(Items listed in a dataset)
•••••

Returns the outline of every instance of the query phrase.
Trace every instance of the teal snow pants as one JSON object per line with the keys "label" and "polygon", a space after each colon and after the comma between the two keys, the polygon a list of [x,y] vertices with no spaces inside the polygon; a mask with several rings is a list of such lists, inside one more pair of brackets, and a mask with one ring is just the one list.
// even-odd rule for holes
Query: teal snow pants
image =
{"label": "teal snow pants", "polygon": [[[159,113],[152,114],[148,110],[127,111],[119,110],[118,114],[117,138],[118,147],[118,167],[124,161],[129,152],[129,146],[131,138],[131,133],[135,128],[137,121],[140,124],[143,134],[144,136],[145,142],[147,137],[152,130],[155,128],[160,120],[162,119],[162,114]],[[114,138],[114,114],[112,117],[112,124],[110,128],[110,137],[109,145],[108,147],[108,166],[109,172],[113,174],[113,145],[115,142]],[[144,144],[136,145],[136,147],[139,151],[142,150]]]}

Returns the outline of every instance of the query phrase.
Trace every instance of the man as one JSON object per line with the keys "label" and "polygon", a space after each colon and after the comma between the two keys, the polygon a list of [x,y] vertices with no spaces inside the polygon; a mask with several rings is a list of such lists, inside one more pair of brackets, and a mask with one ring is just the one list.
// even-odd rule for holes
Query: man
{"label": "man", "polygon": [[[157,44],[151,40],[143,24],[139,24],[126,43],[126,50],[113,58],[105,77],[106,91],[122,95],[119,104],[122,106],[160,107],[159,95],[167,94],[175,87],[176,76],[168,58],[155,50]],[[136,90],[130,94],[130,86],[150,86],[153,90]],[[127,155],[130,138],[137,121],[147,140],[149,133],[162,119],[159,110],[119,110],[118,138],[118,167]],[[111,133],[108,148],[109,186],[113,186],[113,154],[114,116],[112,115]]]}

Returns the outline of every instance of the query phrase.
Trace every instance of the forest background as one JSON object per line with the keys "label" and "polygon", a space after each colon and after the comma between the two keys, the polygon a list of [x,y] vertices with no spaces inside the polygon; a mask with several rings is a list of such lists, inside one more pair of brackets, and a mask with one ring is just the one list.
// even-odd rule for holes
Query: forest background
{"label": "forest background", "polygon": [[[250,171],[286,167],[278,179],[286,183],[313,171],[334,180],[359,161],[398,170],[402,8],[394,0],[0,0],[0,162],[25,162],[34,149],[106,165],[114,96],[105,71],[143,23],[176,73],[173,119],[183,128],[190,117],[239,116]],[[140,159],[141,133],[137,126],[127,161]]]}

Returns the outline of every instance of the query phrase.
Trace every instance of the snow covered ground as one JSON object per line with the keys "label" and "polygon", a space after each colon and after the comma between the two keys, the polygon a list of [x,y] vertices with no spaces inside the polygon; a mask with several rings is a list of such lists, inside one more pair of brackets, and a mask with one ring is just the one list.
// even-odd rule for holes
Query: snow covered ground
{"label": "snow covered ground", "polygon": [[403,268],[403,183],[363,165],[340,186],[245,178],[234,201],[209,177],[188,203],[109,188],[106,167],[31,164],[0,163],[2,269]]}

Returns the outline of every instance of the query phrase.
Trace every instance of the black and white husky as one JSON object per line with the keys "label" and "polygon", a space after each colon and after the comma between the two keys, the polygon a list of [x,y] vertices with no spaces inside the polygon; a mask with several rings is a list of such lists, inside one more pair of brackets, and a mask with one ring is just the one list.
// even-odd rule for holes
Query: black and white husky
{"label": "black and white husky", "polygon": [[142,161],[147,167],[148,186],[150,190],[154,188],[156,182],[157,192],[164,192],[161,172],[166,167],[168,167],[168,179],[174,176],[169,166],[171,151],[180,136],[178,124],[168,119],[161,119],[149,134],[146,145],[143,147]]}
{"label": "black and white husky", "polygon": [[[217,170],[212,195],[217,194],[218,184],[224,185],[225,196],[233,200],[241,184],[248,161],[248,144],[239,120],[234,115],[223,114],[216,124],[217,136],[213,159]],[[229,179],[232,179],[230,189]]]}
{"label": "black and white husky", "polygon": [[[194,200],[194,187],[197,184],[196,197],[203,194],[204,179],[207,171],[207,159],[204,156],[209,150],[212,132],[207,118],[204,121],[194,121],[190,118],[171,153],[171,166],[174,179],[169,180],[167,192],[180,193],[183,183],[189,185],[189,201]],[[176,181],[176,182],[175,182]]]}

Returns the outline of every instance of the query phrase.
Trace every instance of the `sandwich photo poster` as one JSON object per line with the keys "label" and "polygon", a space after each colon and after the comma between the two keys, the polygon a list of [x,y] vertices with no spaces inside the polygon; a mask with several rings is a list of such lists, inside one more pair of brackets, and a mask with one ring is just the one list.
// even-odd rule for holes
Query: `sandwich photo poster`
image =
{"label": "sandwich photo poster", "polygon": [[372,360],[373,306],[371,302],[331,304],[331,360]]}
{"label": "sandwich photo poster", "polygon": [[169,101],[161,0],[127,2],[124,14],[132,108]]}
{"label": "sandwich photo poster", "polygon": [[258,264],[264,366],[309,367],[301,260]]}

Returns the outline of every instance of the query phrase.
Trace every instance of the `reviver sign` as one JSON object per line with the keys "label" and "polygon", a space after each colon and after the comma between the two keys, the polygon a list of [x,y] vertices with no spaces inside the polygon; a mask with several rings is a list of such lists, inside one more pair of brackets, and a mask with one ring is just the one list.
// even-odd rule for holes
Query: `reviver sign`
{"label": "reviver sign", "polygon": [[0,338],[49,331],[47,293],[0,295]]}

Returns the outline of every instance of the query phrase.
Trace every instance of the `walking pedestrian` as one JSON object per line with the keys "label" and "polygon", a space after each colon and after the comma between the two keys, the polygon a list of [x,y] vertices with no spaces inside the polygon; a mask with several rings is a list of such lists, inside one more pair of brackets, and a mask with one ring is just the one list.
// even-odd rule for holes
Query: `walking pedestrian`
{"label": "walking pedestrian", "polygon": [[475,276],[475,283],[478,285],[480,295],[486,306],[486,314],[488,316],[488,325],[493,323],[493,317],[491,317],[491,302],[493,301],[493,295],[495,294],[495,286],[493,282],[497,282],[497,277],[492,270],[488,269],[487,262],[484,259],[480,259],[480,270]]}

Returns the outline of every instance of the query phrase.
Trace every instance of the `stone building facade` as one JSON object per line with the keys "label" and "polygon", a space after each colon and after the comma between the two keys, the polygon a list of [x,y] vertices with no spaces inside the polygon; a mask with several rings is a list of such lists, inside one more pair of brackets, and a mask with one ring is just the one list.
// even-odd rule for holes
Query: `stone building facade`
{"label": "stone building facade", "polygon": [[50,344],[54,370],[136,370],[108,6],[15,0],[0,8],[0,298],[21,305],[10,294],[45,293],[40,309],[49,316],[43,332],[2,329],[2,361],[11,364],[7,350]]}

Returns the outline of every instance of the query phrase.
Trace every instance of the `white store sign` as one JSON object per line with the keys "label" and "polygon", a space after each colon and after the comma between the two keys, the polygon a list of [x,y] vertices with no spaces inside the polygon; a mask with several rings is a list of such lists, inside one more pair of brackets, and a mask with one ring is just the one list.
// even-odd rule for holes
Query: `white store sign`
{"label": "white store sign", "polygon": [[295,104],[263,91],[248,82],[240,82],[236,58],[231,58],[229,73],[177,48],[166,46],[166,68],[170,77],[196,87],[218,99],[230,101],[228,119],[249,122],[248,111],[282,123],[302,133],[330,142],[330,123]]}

•••••

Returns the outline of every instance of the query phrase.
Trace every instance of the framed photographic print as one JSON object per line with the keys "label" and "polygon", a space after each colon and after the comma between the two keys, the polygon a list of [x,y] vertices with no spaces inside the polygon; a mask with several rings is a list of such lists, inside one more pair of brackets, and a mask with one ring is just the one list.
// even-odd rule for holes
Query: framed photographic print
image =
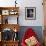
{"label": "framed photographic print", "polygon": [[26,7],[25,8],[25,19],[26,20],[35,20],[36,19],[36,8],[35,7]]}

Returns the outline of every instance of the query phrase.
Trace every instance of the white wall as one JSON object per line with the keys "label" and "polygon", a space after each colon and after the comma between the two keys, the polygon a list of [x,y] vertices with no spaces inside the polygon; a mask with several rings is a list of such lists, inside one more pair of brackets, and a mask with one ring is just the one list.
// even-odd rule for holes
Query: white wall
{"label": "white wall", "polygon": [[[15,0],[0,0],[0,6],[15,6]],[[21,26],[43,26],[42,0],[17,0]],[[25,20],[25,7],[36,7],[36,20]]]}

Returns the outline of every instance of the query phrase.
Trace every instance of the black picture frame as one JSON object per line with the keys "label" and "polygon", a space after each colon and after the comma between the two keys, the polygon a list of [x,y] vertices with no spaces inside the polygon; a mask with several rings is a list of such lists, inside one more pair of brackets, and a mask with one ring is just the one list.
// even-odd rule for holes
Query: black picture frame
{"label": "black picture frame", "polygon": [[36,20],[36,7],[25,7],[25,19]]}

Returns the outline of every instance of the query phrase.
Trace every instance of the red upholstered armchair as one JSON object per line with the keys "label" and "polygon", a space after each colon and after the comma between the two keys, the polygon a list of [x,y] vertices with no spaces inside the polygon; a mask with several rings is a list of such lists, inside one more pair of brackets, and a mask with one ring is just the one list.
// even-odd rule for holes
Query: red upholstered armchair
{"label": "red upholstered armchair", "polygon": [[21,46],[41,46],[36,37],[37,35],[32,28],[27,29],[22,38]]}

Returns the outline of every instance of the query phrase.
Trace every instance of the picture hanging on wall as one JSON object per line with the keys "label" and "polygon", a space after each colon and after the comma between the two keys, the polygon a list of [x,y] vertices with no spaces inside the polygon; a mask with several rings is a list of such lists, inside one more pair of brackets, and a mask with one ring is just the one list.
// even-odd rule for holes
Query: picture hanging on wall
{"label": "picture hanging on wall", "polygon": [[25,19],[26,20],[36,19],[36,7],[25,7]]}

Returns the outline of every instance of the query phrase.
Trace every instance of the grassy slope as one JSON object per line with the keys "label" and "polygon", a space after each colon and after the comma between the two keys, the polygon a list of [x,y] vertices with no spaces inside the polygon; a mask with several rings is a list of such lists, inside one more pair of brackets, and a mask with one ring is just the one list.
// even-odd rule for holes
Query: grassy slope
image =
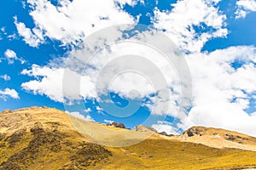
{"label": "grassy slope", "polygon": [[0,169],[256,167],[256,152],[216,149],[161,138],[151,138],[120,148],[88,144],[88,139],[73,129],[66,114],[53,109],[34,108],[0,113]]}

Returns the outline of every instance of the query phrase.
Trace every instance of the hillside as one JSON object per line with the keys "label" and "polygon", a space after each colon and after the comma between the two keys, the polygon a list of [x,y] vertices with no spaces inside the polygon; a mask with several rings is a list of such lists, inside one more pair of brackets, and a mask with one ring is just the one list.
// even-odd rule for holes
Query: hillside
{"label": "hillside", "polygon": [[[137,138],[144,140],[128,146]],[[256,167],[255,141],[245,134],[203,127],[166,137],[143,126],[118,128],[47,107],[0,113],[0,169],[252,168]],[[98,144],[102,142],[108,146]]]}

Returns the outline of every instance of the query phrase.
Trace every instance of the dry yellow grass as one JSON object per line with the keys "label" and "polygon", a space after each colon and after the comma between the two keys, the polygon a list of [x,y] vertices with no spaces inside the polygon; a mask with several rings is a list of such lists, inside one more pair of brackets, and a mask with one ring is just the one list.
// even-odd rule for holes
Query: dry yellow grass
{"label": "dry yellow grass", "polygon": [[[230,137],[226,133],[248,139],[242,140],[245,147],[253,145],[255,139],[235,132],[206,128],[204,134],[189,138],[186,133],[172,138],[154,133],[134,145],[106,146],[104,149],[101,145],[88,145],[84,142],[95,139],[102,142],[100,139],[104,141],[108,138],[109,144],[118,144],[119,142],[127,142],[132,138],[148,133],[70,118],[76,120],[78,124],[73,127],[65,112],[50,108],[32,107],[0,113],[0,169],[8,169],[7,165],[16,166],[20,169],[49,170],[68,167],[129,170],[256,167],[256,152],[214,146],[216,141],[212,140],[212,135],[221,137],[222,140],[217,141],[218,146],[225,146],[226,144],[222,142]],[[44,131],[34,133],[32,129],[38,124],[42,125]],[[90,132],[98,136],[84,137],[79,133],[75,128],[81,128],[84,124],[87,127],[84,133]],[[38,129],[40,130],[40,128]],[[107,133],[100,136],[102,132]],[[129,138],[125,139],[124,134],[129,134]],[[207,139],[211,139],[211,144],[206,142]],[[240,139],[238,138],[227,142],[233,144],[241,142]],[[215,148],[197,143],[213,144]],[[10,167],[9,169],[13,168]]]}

•••••

Display every line of the data above that contains the word "background".

WORKED ANSWER
Trace every instance of the forest background as one JSON object per line with the keys "label" and "polygon", a space after each colon and after the comma between the two keys, the polygon a list of [x,y] vertices with no spaces inside the polygon; a mask with several rings is a list of such lists, inside one more pair of brackets, and a mask with one ring is just the one list.
Query: forest background
{"label": "forest background", "polygon": [[[250,171],[286,167],[278,179],[286,183],[313,171],[334,180],[359,161],[398,170],[402,8],[394,0],[0,0],[0,162],[25,162],[34,149],[106,165],[114,96],[105,71],[143,23],[176,73],[173,119],[183,128],[190,117],[239,116]],[[140,159],[141,133],[137,126],[127,161]]]}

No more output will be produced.